┏━━

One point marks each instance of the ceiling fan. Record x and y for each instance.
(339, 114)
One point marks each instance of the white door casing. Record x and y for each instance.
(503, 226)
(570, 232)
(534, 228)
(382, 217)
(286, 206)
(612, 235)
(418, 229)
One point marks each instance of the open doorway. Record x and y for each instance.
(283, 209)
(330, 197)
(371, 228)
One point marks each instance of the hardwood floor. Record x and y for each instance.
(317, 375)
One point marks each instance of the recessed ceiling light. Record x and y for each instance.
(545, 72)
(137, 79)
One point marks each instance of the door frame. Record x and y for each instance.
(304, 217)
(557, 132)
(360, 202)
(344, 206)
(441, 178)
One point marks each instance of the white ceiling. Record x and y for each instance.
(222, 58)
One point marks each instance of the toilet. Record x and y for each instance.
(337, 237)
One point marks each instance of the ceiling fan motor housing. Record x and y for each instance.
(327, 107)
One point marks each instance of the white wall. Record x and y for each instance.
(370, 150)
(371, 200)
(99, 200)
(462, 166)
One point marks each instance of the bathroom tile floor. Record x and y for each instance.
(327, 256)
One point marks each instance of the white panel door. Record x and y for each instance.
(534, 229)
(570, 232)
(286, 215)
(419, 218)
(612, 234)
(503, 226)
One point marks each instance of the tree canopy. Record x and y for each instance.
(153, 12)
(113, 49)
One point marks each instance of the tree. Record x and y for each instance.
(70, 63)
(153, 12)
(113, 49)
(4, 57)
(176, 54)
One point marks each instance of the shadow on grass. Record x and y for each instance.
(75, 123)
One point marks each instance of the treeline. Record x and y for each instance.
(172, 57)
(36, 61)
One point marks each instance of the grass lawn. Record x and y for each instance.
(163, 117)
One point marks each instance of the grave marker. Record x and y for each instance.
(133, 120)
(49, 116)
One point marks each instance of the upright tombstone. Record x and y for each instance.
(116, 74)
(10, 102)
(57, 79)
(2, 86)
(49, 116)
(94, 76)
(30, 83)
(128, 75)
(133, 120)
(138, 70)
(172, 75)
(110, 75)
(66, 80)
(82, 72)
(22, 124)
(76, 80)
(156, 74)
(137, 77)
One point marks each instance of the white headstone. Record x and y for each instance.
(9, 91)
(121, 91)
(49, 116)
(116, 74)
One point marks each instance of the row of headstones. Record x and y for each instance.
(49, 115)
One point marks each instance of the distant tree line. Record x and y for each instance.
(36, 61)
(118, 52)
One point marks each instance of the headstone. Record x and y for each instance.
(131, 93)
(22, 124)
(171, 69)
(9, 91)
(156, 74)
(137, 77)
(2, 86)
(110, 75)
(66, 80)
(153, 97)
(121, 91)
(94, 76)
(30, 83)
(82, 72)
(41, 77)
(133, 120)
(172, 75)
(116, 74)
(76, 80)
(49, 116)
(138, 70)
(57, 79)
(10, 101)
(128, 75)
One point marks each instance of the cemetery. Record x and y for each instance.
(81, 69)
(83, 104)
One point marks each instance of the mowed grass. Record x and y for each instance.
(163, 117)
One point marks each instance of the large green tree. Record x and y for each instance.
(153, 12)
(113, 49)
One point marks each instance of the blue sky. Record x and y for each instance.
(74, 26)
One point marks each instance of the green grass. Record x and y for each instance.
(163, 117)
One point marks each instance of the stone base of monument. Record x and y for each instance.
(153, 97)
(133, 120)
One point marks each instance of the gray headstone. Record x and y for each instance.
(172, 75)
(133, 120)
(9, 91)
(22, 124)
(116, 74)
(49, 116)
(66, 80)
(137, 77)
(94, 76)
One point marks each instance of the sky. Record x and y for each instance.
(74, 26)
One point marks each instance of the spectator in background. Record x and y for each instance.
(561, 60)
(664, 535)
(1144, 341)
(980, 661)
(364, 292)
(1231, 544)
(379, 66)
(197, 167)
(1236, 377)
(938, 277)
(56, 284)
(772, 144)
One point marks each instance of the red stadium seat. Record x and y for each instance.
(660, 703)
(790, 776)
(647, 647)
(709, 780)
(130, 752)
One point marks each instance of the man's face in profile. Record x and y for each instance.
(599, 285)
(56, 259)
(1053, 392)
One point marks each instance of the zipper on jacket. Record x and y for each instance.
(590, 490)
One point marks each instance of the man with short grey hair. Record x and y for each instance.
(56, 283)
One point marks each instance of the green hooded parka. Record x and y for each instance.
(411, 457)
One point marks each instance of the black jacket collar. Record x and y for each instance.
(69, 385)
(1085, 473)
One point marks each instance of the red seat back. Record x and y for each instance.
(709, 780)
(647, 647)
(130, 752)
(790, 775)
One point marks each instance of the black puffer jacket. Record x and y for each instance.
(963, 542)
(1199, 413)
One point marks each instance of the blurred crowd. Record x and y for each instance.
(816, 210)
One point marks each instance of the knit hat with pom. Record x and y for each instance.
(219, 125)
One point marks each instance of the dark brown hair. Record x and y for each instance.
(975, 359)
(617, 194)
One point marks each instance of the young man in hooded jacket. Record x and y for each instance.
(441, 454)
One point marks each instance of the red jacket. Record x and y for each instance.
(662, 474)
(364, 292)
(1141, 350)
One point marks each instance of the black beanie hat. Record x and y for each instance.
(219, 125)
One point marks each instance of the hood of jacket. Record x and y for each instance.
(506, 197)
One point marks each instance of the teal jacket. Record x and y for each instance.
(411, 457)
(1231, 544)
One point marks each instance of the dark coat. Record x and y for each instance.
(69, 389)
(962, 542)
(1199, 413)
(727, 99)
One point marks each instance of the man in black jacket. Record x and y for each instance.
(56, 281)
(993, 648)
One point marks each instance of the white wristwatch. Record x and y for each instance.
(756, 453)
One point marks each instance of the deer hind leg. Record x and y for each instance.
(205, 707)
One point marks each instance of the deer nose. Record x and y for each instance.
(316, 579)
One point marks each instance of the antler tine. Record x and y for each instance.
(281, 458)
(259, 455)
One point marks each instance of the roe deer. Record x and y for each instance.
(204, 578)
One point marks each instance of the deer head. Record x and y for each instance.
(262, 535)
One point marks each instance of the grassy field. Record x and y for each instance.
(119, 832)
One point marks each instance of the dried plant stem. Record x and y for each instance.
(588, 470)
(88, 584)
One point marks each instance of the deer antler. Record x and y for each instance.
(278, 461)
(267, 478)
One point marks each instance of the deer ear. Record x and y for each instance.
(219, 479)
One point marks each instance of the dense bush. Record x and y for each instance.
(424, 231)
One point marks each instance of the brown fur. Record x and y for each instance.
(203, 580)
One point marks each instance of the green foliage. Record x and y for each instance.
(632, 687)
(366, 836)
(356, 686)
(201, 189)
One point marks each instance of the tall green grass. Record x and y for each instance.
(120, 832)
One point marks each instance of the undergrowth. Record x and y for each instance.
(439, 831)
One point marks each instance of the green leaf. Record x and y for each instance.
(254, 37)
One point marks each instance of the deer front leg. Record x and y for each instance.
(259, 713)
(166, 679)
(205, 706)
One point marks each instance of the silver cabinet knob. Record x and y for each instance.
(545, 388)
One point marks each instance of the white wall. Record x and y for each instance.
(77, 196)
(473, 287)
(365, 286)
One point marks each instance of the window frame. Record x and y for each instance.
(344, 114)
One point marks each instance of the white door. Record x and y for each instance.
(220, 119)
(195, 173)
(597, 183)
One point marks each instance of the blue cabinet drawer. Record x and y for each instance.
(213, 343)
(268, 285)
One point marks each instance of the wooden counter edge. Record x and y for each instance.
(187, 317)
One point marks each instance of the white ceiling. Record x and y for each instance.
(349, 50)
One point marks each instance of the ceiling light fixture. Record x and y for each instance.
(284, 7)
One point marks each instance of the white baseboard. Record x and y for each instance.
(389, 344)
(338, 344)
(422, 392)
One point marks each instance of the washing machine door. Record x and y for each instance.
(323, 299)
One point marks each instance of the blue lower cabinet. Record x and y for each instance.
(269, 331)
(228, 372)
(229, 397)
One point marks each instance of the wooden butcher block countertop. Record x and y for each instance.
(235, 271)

┗━━

## GIVEN REQUEST
Substitute "oak" for "wooden" in the data from the line holding "One point marks each instance of the white door." through the end, inclusive, and give those lines again with nothing else changed.

## RESPONSE
One point marks each instance of the white door. Record x and y for each instance.
(220, 119)
(195, 173)
(597, 183)
One point marks each instance of the blue cabinet drawer. Record x and y for each instance.
(213, 343)
(268, 285)
One point marks each instance of the oak counter edge. Record x and y for each instance.
(187, 317)
One point marks each instance of the white ceiling. Record x and y for each instance.
(349, 50)
One point marks each instance of the ceiling light fixture. Record x and y for each instance.
(284, 7)
One point marks each instance of the white baseboard. Record x and y for each instance.
(389, 344)
(338, 344)
(422, 392)
One point marks each instance of the washing machine door. Record x and y for each instance.
(323, 299)
One point marks each instance of the blue lower cabinet. Record x and y for each instance.
(269, 331)
(228, 372)
(229, 397)
One point marks each instance of the oak butcher block countertop. Record x and y for each instance.
(235, 271)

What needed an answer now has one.